-------- DATA LISTING
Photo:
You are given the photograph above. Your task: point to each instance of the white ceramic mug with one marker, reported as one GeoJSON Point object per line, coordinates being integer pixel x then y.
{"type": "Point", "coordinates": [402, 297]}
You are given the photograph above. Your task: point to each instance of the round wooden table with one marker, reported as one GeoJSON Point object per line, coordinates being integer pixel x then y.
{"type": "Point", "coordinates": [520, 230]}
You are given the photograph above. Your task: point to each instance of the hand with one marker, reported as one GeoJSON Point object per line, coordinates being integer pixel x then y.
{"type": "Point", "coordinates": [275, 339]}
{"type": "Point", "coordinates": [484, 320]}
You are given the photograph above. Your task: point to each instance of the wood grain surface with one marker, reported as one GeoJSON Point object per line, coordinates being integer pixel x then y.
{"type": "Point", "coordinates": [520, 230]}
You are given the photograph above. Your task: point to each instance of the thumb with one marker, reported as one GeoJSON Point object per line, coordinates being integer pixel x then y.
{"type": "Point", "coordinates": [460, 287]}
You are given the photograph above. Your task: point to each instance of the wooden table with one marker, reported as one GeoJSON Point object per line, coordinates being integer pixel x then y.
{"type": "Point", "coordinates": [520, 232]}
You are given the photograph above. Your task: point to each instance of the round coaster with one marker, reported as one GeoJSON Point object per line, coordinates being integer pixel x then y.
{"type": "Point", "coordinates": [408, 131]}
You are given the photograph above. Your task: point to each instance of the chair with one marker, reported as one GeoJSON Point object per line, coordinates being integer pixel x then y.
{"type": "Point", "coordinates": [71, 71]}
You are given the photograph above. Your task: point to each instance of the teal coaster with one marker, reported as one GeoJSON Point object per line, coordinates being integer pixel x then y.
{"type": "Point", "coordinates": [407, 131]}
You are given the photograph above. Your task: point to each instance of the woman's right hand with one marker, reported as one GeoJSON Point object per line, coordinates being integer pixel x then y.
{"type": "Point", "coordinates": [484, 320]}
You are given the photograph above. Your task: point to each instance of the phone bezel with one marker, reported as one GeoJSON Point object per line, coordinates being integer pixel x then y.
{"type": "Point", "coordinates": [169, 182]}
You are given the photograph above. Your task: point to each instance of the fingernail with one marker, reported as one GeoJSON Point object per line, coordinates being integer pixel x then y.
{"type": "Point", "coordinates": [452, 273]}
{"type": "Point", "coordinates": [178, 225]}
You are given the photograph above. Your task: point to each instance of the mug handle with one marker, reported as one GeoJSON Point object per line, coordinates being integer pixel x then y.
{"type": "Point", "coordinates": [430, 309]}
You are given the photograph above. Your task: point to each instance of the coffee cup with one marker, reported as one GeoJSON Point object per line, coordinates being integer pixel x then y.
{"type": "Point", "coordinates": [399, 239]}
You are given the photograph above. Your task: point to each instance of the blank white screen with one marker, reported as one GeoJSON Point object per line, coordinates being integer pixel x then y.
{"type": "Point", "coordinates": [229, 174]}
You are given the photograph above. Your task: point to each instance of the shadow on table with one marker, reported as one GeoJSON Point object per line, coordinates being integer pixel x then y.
----------------
▶ WHAT TO DO
Please make the answer a complete, exact reproduction of the records.

▶ ANSWER TO THIS PROBLEM
Photo:
You are given the photograph above. Your task: point to each instance of the white ceramic mug with one marker, reported as one GeoJSON Point object per line, coordinates being integer pixel x then y.
{"type": "Point", "coordinates": [402, 297]}
You are given the photograph above. Your task: point to each instance of the round wooden table with one marker, reported as one GeoJSON Point object per line, coordinates being integer pixel x then y.
{"type": "Point", "coordinates": [520, 230]}
You are given the photograph above. Your task: point to each instance of the hand with one marker, reported as one GeoJSON Point object per line, coordinates being integer pixel x then y.
{"type": "Point", "coordinates": [275, 339]}
{"type": "Point", "coordinates": [484, 320]}
You are given the photograph above. Your task: point to each instance of the wood grain surface with one marker, reported as one GeoJSON Point object per line, coordinates being integer pixel x then y.
{"type": "Point", "coordinates": [520, 230]}
You are given the photograph above. Your task: point to each instance of the thumb with one marker, reported as one GeoJSON Point object per line, coordinates being integer pixel x then y.
{"type": "Point", "coordinates": [460, 287]}
You are given the photograph above. Your task: point to each instance of the wooden table with one marker, reported as one GeoJSON Point object per line, coordinates being integer pixel x then y.
{"type": "Point", "coordinates": [520, 232]}
You are given the photograph above. Your task: point to each instance of the round coaster with one marker, reported as one GeoJSON Point object per line, coordinates being integer pixel x then y.
{"type": "Point", "coordinates": [408, 131]}
You are given the photograph above. Your task: point to each instance of the chair with one marker, reported as one GeoJSON Point object per line, coordinates being integer pixel x then y.
{"type": "Point", "coordinates": [71, 71]}
You are given the photograph above. Your task: point to each instance of the teal coaster with one marker, reported as one GeoJSON Point object per line, coordinates being integer pixel x then y.
{"type": "Point", "coordinates": [407, 131]}
You are given the photograph above. Your task: point to each instance of the woman's right hand with one marker, reported as one GeoJSON Point object per line, coordinates being integer pixel x then y.
{"type": "Point", "coordinates": [484, 320]}
You are given the photograph above. Your task: point to each instance of the phone bezel with one marker, reported as one GeoJSON Point object per line, coordinates being integer pixel x then y.
{"type": "Point", "coordinates": [169, 182]}
You are given the photograph above. Your task: point to each instance of the fingernail with one marker, reported as one GeoJSON Point object per line, coordinates being integer pixel x then y.
{"type": "Point", "coordinates": [452, 273]}
{"type": "Point", "coordinates": [178, 225]}
You are given the photograph above. Your task: point to each instance of the mug handle with one marker, reported as one GeoJSON Point object per line, coordinates being integer pixel x then y.
{"type": "Point", "coordinates": [430, 309]}
You are given the photograph above. Your task: point to each instance of the coffee cup with one marker, reported as one GeoJSON Point object per line, coordinates being integer pixel x then y.
{"type": "Point", "coordinates": [399, 239]}
You are given the photograph above. Your task: point to each instance of the blank white screen with one marker, reported as one GeoJSON Point object per line, coordinates being integer pixel x then y.
{"type": "Point", "coordinates": [229, 174]}
You are given the photograph above. Your task: point to each instance of the shadow on table with one marker, reported as one GeoJSON Point object per line, coordinates being integer pixel x then y.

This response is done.